═════ ITEMS ═════

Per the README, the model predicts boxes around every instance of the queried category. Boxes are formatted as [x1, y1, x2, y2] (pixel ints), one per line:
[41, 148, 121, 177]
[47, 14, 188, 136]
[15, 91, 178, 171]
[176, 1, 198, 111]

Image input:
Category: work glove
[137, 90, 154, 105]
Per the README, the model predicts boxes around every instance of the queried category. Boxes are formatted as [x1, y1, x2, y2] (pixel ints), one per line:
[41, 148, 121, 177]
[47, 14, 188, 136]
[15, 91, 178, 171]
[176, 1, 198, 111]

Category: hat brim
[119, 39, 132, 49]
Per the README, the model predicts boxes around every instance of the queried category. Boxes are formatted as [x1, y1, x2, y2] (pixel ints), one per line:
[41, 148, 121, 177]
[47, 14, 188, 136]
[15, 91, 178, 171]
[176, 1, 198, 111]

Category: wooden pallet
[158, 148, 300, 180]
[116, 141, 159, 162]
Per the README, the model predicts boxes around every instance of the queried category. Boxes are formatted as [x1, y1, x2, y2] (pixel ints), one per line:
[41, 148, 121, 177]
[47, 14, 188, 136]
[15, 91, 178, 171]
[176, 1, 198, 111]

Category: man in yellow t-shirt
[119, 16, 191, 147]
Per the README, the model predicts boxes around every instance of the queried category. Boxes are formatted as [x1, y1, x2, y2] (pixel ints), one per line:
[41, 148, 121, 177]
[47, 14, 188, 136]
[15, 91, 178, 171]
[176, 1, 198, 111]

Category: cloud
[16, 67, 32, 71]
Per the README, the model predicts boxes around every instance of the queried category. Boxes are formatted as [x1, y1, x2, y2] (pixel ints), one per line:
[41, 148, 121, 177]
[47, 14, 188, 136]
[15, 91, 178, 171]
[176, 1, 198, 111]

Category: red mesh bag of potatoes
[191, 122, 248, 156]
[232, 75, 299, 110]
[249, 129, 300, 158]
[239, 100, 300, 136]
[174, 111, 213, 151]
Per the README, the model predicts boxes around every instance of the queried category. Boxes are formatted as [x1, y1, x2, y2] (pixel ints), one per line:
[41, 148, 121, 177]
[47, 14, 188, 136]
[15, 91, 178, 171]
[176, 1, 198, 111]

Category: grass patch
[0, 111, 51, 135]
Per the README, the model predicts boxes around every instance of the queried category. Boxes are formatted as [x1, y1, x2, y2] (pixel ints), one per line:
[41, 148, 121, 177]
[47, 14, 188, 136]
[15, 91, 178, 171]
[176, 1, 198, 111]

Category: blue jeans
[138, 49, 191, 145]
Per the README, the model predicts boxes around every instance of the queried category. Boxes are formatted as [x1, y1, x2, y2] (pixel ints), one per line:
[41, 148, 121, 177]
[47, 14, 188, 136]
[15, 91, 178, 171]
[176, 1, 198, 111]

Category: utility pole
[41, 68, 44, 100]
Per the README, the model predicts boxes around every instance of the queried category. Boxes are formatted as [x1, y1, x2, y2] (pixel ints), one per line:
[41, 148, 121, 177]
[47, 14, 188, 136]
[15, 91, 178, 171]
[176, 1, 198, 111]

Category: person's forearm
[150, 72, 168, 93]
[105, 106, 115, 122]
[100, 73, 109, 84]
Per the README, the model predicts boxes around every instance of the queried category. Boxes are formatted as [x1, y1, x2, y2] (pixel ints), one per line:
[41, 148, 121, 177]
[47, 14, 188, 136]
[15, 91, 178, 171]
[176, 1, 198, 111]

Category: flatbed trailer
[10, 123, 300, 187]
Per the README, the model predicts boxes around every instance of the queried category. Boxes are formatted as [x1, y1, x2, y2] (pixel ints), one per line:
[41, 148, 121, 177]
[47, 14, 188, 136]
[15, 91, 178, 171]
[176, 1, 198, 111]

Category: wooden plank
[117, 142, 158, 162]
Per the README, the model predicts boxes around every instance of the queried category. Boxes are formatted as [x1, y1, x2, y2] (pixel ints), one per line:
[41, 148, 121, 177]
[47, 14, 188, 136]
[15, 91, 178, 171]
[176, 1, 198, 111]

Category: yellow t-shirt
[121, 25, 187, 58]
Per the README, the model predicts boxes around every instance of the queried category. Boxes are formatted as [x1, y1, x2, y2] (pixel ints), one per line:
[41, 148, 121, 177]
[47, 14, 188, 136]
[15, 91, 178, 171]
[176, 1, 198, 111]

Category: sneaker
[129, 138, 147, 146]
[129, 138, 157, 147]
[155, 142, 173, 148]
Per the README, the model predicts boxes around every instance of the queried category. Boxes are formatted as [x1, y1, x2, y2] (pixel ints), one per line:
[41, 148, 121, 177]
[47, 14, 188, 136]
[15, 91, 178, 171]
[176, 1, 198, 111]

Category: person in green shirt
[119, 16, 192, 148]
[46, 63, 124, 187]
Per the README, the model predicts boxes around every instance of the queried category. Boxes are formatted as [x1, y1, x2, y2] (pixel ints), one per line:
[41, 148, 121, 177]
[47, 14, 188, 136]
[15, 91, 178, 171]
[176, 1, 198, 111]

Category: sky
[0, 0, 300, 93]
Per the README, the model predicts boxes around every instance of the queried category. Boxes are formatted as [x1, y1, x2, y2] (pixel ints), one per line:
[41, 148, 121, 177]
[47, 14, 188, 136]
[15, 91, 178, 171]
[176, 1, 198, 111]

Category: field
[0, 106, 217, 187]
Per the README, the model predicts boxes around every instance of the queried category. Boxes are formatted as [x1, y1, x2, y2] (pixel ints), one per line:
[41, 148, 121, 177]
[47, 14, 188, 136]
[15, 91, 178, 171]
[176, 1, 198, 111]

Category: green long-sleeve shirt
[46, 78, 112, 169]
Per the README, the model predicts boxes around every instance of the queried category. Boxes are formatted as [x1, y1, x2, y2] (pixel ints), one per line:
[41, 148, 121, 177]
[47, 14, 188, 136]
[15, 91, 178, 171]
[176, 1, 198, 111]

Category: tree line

═════

Count the lines of the material that contain the word "yellow", and reply with the number alone.

2